* [Work instructions]:
Using the data below, repeat all of it precisely.

┌─ Extracted records

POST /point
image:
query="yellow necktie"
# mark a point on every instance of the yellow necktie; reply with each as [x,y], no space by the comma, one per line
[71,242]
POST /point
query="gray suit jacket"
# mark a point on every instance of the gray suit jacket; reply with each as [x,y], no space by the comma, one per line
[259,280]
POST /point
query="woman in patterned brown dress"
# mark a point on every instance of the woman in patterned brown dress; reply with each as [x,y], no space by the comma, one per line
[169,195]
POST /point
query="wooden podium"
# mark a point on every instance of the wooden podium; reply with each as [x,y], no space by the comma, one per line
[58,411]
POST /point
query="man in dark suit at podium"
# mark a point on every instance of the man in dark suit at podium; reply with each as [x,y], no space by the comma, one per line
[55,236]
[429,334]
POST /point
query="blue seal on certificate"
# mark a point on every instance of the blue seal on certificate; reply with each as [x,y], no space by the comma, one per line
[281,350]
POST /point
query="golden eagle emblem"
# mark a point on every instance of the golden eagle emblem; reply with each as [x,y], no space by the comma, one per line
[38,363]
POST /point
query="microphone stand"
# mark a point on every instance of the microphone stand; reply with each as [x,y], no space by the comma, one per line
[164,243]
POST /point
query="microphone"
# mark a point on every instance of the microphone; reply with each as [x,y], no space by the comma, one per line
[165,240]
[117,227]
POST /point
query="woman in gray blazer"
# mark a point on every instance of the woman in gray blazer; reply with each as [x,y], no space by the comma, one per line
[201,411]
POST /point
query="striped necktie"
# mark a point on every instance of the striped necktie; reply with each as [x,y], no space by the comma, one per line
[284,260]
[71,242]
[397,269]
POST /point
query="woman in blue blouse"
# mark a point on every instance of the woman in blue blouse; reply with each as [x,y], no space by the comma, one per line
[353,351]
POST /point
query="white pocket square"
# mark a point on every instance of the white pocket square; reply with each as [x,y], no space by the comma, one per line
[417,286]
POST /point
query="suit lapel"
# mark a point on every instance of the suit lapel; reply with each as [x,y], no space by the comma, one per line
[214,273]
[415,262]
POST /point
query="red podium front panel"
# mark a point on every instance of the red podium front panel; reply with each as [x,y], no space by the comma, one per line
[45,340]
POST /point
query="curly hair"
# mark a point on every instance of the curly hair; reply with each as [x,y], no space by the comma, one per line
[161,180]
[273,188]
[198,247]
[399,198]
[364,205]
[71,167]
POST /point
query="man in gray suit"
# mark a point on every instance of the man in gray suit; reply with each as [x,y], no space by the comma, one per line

└─

* [Solution]:
POST /point
image:
query="yellow necktie"
# mark a point on every instance of the yellow necktie; reply with each as [x,y], no space by the comma, one per line
[71,242]
POST /point
query="gray suit jacket"
# mark a point on every instance of the gray suit jacket; reply with each as [x,y], no space by the comma, one per line
[259,280]
POST /point
query="woman in patterned brown dress"
# mark a point on every instance of the woman in patterned brown dress; reply with each as [x,y], no space by the comma, one per line
[169,195]
POST /point
query="wooden podium"
# mark a point on every instance of the wooden podium; reply with each as [x,y], no space by the comma, one per line
[58,411]
POST /point
query="man in dark suit at podium"
# mark a point on every instance of the man in dark suit at podium; reply with each as [x,y], no space by the comma, one per line
[55,236]
[429,334]
POST /point
query="blue seal on certificate"
# mark a point on every instance of the blue seal on certificate; reply with each as [x,y], no space by the comma, one per line
[281,350]
POST /point
query="golden eagle emblem"
# mark a point on every instance of the golden eagle emblem; reply with each as [x,y], no space by the comma, one per line
[38,363]
POST /point
query="microphone stand"
# mark a point on every instance of the microphone stand; reply with each as [x,y], no space by the comma, one per line
[164,243]
POST /point
query="microphone"
# mark a point on every instance of the microphone; reply with each as [x,y], no space by the comma, one per line
[165,240]
[117,227]
POST /point
query="woman in gray blazer"
# mark a point on every instance of the woman in gray blazer; reply with each as [x,y], no space by the comma, one per line
[201,411]
POST /point
query="striped necktie"
# mark a point on every instance of the striped necktie; reply with each as [x,y], no space by the comma, one per line
[284,260]
[71,242]
[397,269]
POST /point
query="woman in blue blouse"
# mark a point on every instance of the woman in blue blouse; reply with each as [x,y], no space by the comma, one per line
[353,351]
POST /point
query="white pocket square"
# mark a point on every instance of the white pocket square; reply with each as [x,y], no space by the comma, one per line
[417,286]
POST /point
query="suit lapel"
# mark a point on every instance of the suit lapel; reply with each as [x,y], no space by the comma, one per line
[214,273]
[415,262]
POST /point
query="red podium front panel"
# mark a point on every instance of the red podium front panel; reply with each as [x,y], no space by the comma, one per line
[45,340]
POST /point
query="curly hair"
# mark a point on every instance of the curly hair; reply with each as [x,y], no space by the comma, one per line
[161,180]
[273,188]
[198,247]
[399,198]
[364,205]
[71,167]
POST /point
query="man in gray suit"
# mark a point on every instance of the man in gray suit; reply with each as [x,y], no space by the comma, one per line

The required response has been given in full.